◆ DATASET EXCERPTS
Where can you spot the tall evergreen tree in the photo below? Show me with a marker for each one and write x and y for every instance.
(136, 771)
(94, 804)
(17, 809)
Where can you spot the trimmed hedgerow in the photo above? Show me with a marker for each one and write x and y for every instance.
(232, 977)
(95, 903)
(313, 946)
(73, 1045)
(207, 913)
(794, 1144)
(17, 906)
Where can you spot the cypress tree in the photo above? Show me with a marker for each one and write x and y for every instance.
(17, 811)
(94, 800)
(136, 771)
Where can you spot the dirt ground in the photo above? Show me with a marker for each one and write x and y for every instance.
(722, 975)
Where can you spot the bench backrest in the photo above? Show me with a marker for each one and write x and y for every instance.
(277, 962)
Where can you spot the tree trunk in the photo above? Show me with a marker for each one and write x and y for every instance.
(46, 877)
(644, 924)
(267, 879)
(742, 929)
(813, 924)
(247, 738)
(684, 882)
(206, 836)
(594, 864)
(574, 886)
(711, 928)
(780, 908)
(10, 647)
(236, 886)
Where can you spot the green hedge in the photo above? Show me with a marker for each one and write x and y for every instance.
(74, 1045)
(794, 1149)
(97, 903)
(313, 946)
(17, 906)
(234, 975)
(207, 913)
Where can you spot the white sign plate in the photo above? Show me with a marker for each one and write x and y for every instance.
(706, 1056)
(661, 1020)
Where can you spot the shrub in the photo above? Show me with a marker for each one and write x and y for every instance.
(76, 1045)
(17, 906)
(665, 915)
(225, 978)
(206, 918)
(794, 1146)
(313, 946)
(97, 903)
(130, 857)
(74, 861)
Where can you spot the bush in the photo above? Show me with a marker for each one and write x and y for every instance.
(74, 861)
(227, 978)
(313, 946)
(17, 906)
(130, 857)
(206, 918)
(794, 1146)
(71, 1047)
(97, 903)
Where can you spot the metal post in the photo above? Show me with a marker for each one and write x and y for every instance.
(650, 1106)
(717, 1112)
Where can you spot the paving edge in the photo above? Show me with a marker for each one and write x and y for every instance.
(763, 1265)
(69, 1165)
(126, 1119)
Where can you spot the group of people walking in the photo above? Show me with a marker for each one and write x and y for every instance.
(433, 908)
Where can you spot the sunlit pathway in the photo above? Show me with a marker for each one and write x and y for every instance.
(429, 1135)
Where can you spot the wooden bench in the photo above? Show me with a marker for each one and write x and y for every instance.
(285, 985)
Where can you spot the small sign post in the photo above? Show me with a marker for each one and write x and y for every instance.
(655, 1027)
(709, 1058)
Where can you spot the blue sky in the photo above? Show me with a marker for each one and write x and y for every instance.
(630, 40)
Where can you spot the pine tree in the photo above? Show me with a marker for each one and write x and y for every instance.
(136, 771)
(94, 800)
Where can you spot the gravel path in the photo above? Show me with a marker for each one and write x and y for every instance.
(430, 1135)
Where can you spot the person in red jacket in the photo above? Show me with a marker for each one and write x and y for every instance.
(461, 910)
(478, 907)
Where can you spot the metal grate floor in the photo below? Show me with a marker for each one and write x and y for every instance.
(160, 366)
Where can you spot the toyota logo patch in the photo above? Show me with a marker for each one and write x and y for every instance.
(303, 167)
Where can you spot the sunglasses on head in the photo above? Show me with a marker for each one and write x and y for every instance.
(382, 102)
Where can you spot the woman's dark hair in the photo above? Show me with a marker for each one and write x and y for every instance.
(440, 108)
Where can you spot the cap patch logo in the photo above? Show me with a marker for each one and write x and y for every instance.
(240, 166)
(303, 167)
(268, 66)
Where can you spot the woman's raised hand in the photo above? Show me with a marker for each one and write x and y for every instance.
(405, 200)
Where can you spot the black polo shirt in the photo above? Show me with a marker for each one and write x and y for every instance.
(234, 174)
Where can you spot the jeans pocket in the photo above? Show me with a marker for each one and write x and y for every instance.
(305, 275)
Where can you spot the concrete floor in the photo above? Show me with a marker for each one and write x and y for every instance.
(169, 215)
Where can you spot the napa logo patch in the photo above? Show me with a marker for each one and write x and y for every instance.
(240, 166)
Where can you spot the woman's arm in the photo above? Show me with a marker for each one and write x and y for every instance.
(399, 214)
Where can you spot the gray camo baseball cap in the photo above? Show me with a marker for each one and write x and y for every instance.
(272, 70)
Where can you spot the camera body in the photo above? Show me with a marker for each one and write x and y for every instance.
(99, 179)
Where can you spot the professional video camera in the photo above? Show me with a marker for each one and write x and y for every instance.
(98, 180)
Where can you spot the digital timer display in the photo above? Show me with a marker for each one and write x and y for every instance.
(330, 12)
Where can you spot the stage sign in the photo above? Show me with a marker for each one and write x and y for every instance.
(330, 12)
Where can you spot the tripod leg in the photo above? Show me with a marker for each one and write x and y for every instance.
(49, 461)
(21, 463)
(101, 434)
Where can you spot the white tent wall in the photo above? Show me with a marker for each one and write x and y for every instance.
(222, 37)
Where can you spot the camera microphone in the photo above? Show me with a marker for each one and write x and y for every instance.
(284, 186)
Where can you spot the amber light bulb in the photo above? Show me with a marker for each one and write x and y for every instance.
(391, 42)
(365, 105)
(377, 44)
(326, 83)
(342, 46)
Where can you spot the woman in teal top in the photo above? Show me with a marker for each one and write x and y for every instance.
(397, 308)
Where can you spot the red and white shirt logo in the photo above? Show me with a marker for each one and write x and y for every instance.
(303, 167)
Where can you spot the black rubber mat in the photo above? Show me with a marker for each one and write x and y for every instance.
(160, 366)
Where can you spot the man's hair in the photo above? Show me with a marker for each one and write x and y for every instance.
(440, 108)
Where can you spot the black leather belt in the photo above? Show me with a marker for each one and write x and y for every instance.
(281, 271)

◆ DIRECTIONS FOR THIS TASK
Extract the listing in its entirety and repeat it exactly.

◆ RESULT BELOW
Where can you spot the tall evergreen tree in the photo below? Show me with a marker for each one and write x and y for every instance.
(136, 771)
(94, 804)
(17, 809)
Where can you spot the trimmed hedgerow in the photo above? Show me with a marker for each one and write x and y for every instance.
(232, 977)
(95, 903)
(313, 946)
(73, 1045)
(207, 913)
(794, 1144)
(17, 906)
Where can you spot the cypress tree in the photo above? Show me with a marker for each one and write x and y for every instance.
(17, 811)
(94, 800)
(136, 771)
Where can you spot the dirt ground in the photo above? Show me with a marker for each one and write x and y for every instance.
(722, 975)
Where can you spot the bench backrest in the photo above? Show me with a marker for each one and write x and y for every instance.
(277, 962)
Where can you spot the tree trunk in the photo above? Show me with a marker for each one and write x and y for every instance.
(46, 877)
(644, 924)
(267, 879)
(742, 929)
(813, 924)
(247, 738)
(684, 882)
(206, 836)
(594, 864)
(574, 886)
(711, 928)
(780, 908)
(10, 647)
(236, 886)
Where can you spot the green hedge in the photo above? Show me with a marker for each one and write x and y for every instance.
(74, 1045)
(794, 1149)
(97, 903)
(313, 946)
(17, 906)
(234, 975)
(207, 913)
Where can you spot the white sign plate in the photo above? Show me with a marker for each one and write x and y for every instance.
(706, 1056)
(661, 1020)
Where can you spot the shrub in the photo above? Show me with a marker for each one and write x and y for every instance.
(76, 1045)
(17, 906)
(665, 915)
(225, 978)
(206, 918)
(794, 1146)
(313, 946)
(97, 903)
(130, 857)
(74, 861)
Where can you spot the bush in the photo above? Show me with a marker for each one and write x and y for every instance.
(74, 861)
(227, 978)
(313, 946)
(17, 906)
(130, 857)
(206, 918)
(794, 1146)
(71, 1047)
(97, 903)
Where can you spot the metal post in the photo above? Show me with a marker for each one and write x and y for every instance.
(650, 1106)
(717, 1112)
Where can you spot the paving edge in the photo above? Show me with a marker for each one and write x and y for every instance.
(763, 1265)
(69, 1165)
(126, 1119)
Where can you spot the group of people walking in the photo above? Show me with a marker for each one and write x and y for every instance.
(433, 908)
Where can you spot the sunlit pathway in the photo above? Show me with a marker for each one and write x and y for every instance.
(429, 1135)
Where can you spot the wooden bench in the photo above? Show me with a marker for each one and write x and y for every instance.
(285, 985)
Where can you spot the small sign post in the photo above? Show me with a marker for each one and write x and y for every instance.
(655, 1027)
(709, 1058)
Where can you spot the blue sky in the photo above? Show me with a marker for each one and write x and y for every instance.
(630, 40)
Where can you spot the pine tree in the photo above? Show me with a marker for each one and write x and y for every instance.
(136, 771)
(94, 800)
Where can you spot the gravel path in the photo above? Show me with a marker for each one and write x and y for every instance.
(430, 1135)
Where can you spot the person in red jacket in the photo above? Show me with a marker for each one and write x and y for every instance.
(461, 910)
(478, 907)
Where can you spot the metal grate floor in the photo below? Show me with a marker for each one and write x and y for every instance.
(160, 366)
Where can you spot the toyota logo patch in the photo above? Show me with a marker for each one and write x and y for every instance.
(303, 167)
Where can you spot the sunglasses on head in the photo above? Show me with a marker for each one and write x and y for every instance.
(382, 102)
Where can you spot the woman's dark hair in the photo above? Show me with a marker for each one and write x and y for every instance.
(440, 108)
Where can you spot the cap patch logo in the photo above? Show me with a marker for each one and write x and y for every instance.
(240, 166)
(303, 167)
(268, 66)
Where can you spot the woman's raised hand in the photo above? Show me with a marker for each one and write x and y for every instance.
(405, 200)
Where can you spot the black polo shirt in the photo above? Show me with a marker for each one and write x and y for every instance.
(234, 174)
Where can you spot the jeans pocket in the photo above? Show me with a marker for each one and write x and y for every instance.
(305, 275)
Where can you spot the concrete floor in the photo above? Show me with a marker for each one and write x and y for every instance.
(169, 215)
Where can you spot the napa logo patch in the photo above? Show me with a marker for each one and write x and y for every instance.
(240, 166)
Where can you spot the woman's arm in the photo above? Show me with a marker for each one and write x and y for every instance.
(399, 214)
Where can you spot the gray camo baseball cap in the photo above? Show me with a marker for each one and write x and y for every instance.
(272, 70)
Where can you spot the camera body in the photo above? Show me with a marker for each one and write x and y for every instance.
(99, 179)
Where can you spot the professional video camera in the photo above? Show me with a marker for each one and write x and y for every instance.
(98, 180)
Where can you spot the digital timer display in the photo above? Show me with a marker for each one and write x and y for every instance.
(330, 12)
Where can you spot the stage sign in the photo above? Show me with a marker for each one and write x and y for every instance.
(330, 12)
Where can you spot the tripod leg in the photo above? Show me with a marker for each one and write x and y for every instance.
(49, 461)
(21, 463)
(101, 434)
Where can you spot the white tent wall in the photo above? Show me with a marker for each one and write x and y for every instance.
(222, 37)
Where can you spot the camera microphone in the photo above? Show me with a marker for each one and write x and y for every instance.
(284, 186)
Where can you spot the amber light bulb in the photo above? Show me with a marker for each one and write x and y for every instance.
(391, 42)
(365, 105)
(377, 44)
(326, 83)
(342, 46)
Where can you spot the woman in teal top in the photo above? Show me with a marker for each one and write x and y for every instance.
(397, 308)
Where can you spot the red and white shirt logo in the photo above? Show me with a marker for each one and write x and y for every instance.
(303, 167)
Where can you spot the black rubber mat in the photo above? Show me with a marker for each one and write x and y for every instance.
(160, 366)
Where can you spot the man's hair in the photo above? Show me with a marker for each one and write x and y for every instance.
(440, 108)
Where can you spot the black leather belt in the photo above? Show me with a marker for each one and write x and y for every instance.
(281, 271)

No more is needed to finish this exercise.